--- Records supplied ---

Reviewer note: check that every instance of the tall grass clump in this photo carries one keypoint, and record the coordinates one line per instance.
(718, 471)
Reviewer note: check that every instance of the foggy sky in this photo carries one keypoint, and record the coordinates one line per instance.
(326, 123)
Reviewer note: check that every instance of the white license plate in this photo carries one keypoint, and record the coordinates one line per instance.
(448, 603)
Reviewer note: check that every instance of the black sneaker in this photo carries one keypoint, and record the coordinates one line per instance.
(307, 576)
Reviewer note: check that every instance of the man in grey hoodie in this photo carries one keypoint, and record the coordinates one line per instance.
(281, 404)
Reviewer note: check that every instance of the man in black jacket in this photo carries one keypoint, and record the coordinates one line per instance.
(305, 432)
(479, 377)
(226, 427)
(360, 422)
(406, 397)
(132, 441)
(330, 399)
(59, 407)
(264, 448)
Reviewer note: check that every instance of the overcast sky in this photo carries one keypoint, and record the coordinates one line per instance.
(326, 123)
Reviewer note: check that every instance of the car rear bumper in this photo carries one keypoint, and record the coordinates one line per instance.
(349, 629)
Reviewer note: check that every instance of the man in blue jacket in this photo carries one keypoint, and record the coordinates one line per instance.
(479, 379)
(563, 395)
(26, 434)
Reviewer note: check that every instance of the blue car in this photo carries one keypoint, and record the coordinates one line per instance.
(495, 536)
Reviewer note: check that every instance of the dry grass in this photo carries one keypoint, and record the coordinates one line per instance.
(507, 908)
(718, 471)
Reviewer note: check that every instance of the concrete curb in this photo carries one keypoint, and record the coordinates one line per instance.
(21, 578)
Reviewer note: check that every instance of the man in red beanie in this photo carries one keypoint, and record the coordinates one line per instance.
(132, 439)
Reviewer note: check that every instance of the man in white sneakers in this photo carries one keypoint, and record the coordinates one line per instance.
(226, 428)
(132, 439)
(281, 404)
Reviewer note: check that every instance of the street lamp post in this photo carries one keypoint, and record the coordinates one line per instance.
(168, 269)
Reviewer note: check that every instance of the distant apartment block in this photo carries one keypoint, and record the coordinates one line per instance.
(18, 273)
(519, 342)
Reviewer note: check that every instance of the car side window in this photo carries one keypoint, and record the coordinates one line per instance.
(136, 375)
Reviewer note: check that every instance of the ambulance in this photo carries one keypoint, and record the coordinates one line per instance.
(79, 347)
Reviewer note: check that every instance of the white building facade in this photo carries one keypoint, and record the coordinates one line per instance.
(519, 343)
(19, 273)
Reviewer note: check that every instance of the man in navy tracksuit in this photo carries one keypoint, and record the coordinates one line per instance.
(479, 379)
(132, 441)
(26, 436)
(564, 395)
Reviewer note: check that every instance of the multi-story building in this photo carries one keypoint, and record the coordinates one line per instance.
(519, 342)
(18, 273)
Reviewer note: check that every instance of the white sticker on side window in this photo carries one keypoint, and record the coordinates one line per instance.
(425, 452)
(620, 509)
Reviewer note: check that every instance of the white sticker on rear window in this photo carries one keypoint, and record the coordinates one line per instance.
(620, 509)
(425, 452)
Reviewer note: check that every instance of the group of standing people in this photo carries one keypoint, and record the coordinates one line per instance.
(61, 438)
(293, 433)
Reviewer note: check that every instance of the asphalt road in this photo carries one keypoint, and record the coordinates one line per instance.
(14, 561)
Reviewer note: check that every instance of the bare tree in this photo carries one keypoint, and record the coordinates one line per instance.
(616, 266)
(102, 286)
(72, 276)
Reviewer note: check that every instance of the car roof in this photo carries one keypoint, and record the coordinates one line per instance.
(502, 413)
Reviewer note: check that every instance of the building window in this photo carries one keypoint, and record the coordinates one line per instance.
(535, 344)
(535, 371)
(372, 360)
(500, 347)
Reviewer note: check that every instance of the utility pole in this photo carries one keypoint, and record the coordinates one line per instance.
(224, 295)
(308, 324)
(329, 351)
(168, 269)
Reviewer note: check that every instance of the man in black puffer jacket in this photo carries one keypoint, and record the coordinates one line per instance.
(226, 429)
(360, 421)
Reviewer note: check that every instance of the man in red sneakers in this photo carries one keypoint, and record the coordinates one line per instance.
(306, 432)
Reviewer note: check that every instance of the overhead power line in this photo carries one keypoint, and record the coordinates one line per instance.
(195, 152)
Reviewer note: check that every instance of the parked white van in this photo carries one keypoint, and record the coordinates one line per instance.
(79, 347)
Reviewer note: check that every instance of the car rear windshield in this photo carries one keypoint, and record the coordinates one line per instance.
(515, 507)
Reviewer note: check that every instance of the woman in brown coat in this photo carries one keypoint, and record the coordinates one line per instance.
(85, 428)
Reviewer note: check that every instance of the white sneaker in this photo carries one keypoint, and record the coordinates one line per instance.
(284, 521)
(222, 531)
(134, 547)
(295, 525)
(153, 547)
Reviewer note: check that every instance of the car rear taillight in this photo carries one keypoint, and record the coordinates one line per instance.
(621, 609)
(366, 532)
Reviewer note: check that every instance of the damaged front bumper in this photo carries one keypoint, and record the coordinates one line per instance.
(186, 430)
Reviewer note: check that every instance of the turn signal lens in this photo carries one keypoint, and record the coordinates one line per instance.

---

§ Task objective:
Repeat exactly, and only, the lines from the line with "Reviewer note: check that every instance of the car roof" through the end of the listing above, both ends included.

§ Task answer:
Reviewer note: check that every instance of the car roof in this photo carries one keypoint, and record the coordinates one line per instance.
(502, 413)
Reviewer note: check that every instance of the building window in this photo carries one keypoint, and record the coordinates one line per instance.
(535, 344)
(535, 371)
(372, 360)
(500, 347)
Reviewer note: check that every instance of the utility pole in this photo carries one keypoint, and record the coordinates one line per instance.
(224, 295)
(308, 324)
(329, 351)
(168, 269)
Reviewer note: check that every instance of the man in black puffer jacket in this photo carries one keypoint, and record the coordinates one line per instance.
(226, 429)
(360, 421)
Reviewer note: check that every instance of the man in red sneakers in this photo carries one keypoint, and record the coordinates one line per instance.
(306, 432)
Reviewer note: check that every instance of the overhead power line in this photo carries one keypoint, and record the coordinates one line per instance.
(195, 152)
Reviewer note: check that every instance of the parked white van in this photo carries one keypoint, and record the coordinates one line per instance.
(79, 347)
Reviewer note: check that every instance of the car rear windshield in this photo carries one keypoint, and record the coordinates one line per instance.
(515, 507)
Reviewer note: check that every instance of the woman in brown coat in this photo carries one keypoint, and record the coordinates one line per instance.
(85, 428)
Reviewer note: check that every instance of the white sneaker in this photo carries one keypoint, and record the coordinates one line per instance.
(284, 521)
(222, 531)
(134, 547)
(295, 525)
(153, 547)
Reviewer note: check that every instance of the car rear taillight in this photo carries one keypoint, and record the coordinates one line per instance.
(621, 609)
(366, 532)
Reviewer note: check that every instance of the damaged front bumper in this photo carries one keypoint, and record the coordinates one line per instance.
(186, 430)
Reviewer note: check that every instance of the turn signal lens in this photo carries one keypoint, and record the coordinates one line per instance.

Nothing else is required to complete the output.